======== Provided data ========

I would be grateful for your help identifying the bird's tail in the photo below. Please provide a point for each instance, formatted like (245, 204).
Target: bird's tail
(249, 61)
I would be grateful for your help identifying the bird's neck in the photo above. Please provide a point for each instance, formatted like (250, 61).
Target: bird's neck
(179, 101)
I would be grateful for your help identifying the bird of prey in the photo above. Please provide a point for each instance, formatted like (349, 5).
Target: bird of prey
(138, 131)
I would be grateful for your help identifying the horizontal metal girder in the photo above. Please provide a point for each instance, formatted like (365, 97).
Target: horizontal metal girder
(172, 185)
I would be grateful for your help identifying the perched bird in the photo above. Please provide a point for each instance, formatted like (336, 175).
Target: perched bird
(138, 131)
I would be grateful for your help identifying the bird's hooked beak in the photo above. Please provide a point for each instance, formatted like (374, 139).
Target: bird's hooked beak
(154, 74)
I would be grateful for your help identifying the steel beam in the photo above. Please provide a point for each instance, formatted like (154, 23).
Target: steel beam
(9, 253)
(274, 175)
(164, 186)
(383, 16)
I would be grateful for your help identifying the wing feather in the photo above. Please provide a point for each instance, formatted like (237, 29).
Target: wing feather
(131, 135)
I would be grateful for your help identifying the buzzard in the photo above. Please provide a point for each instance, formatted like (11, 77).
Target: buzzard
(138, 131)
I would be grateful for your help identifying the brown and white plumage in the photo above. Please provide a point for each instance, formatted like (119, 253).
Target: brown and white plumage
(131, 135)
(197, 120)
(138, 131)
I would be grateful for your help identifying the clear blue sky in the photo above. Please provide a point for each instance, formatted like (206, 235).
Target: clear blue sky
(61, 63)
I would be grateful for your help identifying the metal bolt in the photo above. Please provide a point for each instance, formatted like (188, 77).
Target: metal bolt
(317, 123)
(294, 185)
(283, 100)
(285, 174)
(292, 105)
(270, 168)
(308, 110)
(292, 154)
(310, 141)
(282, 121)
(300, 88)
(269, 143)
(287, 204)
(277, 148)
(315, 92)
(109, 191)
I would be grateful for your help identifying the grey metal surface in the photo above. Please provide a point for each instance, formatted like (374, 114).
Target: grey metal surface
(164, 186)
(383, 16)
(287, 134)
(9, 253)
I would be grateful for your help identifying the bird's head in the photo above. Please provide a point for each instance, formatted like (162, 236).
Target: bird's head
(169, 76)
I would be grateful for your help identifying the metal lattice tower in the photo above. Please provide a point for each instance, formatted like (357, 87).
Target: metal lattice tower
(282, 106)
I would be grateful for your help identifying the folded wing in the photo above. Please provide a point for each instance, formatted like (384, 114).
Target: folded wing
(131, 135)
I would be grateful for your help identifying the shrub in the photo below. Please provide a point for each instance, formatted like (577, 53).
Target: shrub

========

Task to carry out: The records need to be set down again without a single difference.

Output of the task:
I would be grateful for your help identifying the bird's tail in the photo below. Please provide a point for each instance, formatted like (245, 204).
Target: bird's tail
(249, 61)
I would be grateful for your help identifying the bird's neck in the photo above. Please provide a point for each instance, formatted like (250, 61).
Target: bird's neck
(179, 101)
I would be grateful for your help identifying the bird of prey in the photo above. Please provide a point for each instance, formatted like (349, 5).
Target: bird of prey
(138, 131)
I would be grateful for your help identifying the horizontal metal girder in the photo above. Please provide a point for each instance, formatted like (365, 97).
Target: horizontal metal girder
(172, 185)
I would be grateful for your help identifying the perched bird in the photo above. Please provide a point for each instance, formatted like (336, 175).
Target: perched bird
(138, 131)
I would be grateful for your help identifying the bird's hooked beak in the photo above. Please provide a point for each instance, formatted like (374, 139).
Target: bird's hooked beak
(154, 74)
I would be grateful for your help identifying the steel beam in the photo above. Please provide a point for each instance, formatted like (154, 23).
Target: steel beam
(9, 253)
(274, 175)
(164, 186)
(383, 16)
I would be grateful for your help identifying the wing feather in the photo above. Please provide a point for each instance, formatted like (237, 29).
Target: wing feather
(131, 135)
I would be grateful for your help identifying the buzzard in the photo above. Please provide a point for each instance, formatted like (11, 77).
Target: buzzard
(138, 131)
I would be grateful for your help identifying the brown and white plumage in the photo above. Please provide a point for each instance, formatted like (119, 253).
Target: brown and white plumage
(131, 135)
(197, 120)
(138, 131)
I would be grateful for your help identifying the clear blue sky in the photo above. Please provide a point for each instance, formatted like (206, 235).
Target: clear blue sky
(61, 63)
I would be grateful for your help identifying the metal bolt in the photo above. Please provide a point for each instance, formatted like (188, 77).
Target: metal bolt
(317, 123)
(294, 185)
(283, 100)
(285, 174)
(292, 105)
(270, 168)
(308, 110)
(292, 154)
(310, 141)
(282, 121)
(300, 88)
(269, 143)
(287, 204)
(277, 148)
(315, 92)
(109, 191)
I would be grateful for your help identifying the grey metal surface in the photo above. Please provide a point for each instance, formatted like (374, 114).
Target: grey metal surface
(164, 186)
(383, 16)
(287, 134)
(9, 253)
I would be grateful for your help identifying the bird's head in the photo above. Please provide a point for each instance, formatted like (162, 236).
Target: bird's head
(169, 76)
I would be grateful for your help identifying the metal lattice tower in the photo above. Please provide a point for each instance, formatted like (357, 87).
Target: metal lattice tower
(282, 106)
I would be grateful for your help identifying the folded wing in the photo above. Please provide a point for each instance, formatted like (384, 114).
Target: folded wing
(131, 135)
I would be grateful for your help identifying the shrub in the photo below. Please provide a point for each instance, formatted like (577, 53).
Target: shrub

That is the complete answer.